> Objective: Give back every line exactly as it appears, pictures excluded.

> Data for this task:
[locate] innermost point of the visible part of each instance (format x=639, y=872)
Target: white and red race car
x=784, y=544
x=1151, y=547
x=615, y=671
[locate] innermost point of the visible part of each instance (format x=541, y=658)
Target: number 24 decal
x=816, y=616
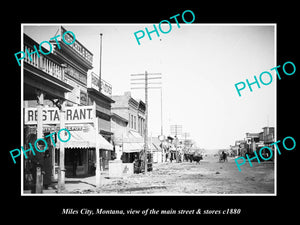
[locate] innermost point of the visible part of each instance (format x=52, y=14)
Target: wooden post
x=39, y=175
x=97, y=148
x=146, y=122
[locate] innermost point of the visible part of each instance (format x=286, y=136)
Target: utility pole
x=100, y=62
x=145, y=78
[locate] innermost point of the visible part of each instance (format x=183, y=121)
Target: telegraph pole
x=145, y=78
x=100, y=62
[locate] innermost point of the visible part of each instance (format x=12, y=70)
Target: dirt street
x=208, y=177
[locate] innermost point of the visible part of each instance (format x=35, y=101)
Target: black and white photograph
x=178, y=113
x=136, y=113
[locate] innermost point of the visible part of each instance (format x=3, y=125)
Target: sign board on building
x=51, y=115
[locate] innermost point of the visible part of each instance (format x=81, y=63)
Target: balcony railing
x=45, y=64
x=93, y=82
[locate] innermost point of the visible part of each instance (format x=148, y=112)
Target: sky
x=199, y=63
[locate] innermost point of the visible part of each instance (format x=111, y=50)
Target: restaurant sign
x=51, y=115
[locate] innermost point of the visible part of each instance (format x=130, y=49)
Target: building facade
x=61, y=77
x=128, y=126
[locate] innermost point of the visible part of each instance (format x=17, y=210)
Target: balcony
x=45, y=64
x=93, y=82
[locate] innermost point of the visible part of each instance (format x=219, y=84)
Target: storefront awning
x=87, y=138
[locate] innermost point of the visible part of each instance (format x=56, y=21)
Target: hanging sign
x=51, y=115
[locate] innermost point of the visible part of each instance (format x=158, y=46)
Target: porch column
x=61, y=173
x=39, y=176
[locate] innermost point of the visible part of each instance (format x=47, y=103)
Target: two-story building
x=128, y=124
x=49, y=80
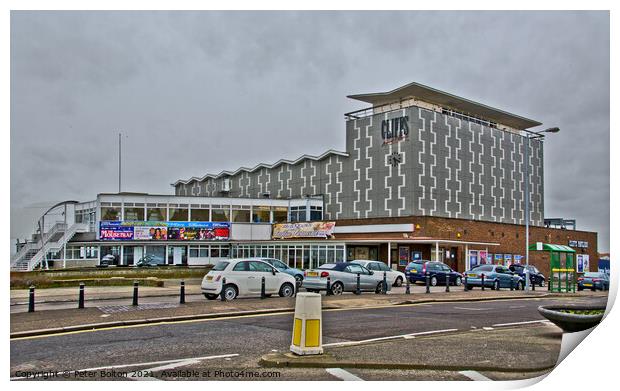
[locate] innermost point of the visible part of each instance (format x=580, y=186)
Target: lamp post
x=529, y=136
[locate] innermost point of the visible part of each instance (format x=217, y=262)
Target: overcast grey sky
x=198, y=92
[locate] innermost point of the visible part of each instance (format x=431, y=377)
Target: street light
x=530, y=135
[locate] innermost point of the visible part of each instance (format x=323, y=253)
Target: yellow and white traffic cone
x=307, y=327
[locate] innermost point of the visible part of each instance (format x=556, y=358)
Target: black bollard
x=222, y=297
x=407, y=288
x=81, y=297
x=384, y=285
x=329, y=286
x=31, y=299
x=262, y=288
x=135, y=293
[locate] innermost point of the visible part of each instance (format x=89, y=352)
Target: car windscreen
x=327, y=266
x=220, y=266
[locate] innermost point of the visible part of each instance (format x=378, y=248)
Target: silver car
x=393, y=277
x=343, y=278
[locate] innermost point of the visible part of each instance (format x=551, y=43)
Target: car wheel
x=337, y=288
x=230, y=292
x=287, y=290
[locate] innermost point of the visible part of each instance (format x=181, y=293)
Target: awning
x=551, y=247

> Answer to this exercise:
[locate] innermost point of the visible part of each instance (format x=639, y=872)
Target: white and red race car
x=784, y=544
x=1151, y=547
x=615, y=671
[locate] innermost point of the visible part of each instance (format x=541, y=658)
Target: number 24 decal
x=816, y=616
[locate] innermost point of the visible part of each instance (format x=52, y=14)
Target: wooden post
x=39, y=175
x=97, y=148
x=146, y=122
[locate] innermost point of the visible part of each instance (format x=286, y=136)
Target: utility pole
x=100, y=62
x=145, y=78
[locate] innermost point of the visible part of each instance (format x=183, y=121)
Target: telegraph pole
x=145, y=78
x=100, y=62
[locate] innermost point of the visible part of each instance (format x=12, y=70)
Target: dirt street
x=208, y=177
[locate] innermost point of the visible part of each instance (format x=35, y=101)
Target: black and white photograph
x=178, y=113
x=136, y=113
[locate] innermost point of the visible part of each instance (format x=3, y=125)
Target: sign board on building
x=51, y=115
[locate] innermost point of the visible part of each instance (format x=81, y=63)
Target: balcony railing
x=45, y=64
x=93, y=82
[locate] innermost point of the visible part of each instance (format x=148, y=112)
Target: sky
x=199, y=63
[locate] innermost point of the visible part of each instance (format x=111, y=50)
Target: restaurant sign
x=51, y=115
[locate] innermost point of the visible part of each instance (format x=130, y=49)
Target: building facade
x=61, y=77
x=128, y=126
[locate] innermost point of the visible part of each instance (format x=17, y=210)
Target: balcony
x=45, y=64
x=93, y=82
[locate] innermost point of the visible part of each instance (format x=219, y=84)
Target: storefront awning
x=87, y=138
[locate] innermost point of the visible part of each instance (format x=56, y=21)
Target: hanging sign
x=51, y=115
[locate] innermost point of the visible part of each instance (format x=158, y=46)
Target: porch column
x=61, y=173
x=39, y=176
[locate] innermost point of the visible part of each instance (format x=47, y=103)
Target: two-story building
x=128, y=124
x=49, y=80
[locate] innermost point of the visible part of each instance (format x=580, y=186)
Target: lamp post
x=529, y=136
[locate] innermost point of the visible part of each instance (format x=217, y=262)
Target: overcast grey sky
x=198, y=92
[locate] innermost point of the visible part of each instance (format x=431, y=377)
Target: street light
x=530, y=135
[locate] innermost point of the visible part of each instance (format x=323, y=253)
Target: yellow and white traffic cone
x=307, y=327
[locate] innermost point of the visible part of each instance (format x=556, y=358)
Target: black bollard
x=222, y=297
x=407, y=288
x=81, y=297
x=384, y=285
x=329, y=286
x=31, y=299
x=262, y=288
x=135, y=293
[locate] innermost point of the visible part of each instance (format x=89, y=352)
Target: car windscreen
x=327, y=266
x=220, y=266
[locate] innermost point of the visible part of each instance (format x=378, y=248)
Target: silver car
x=393, y=277
x=343, y=278
[locate] innermost point of the visible part of each instance (format x=551, y=43)
Target: car wheel
x=337, y=288
x=230, y=292
x=287, y=290
[locate] innermost point of the visible part of each instance (format x=181, y=293)
Target: awning
x=551, y=247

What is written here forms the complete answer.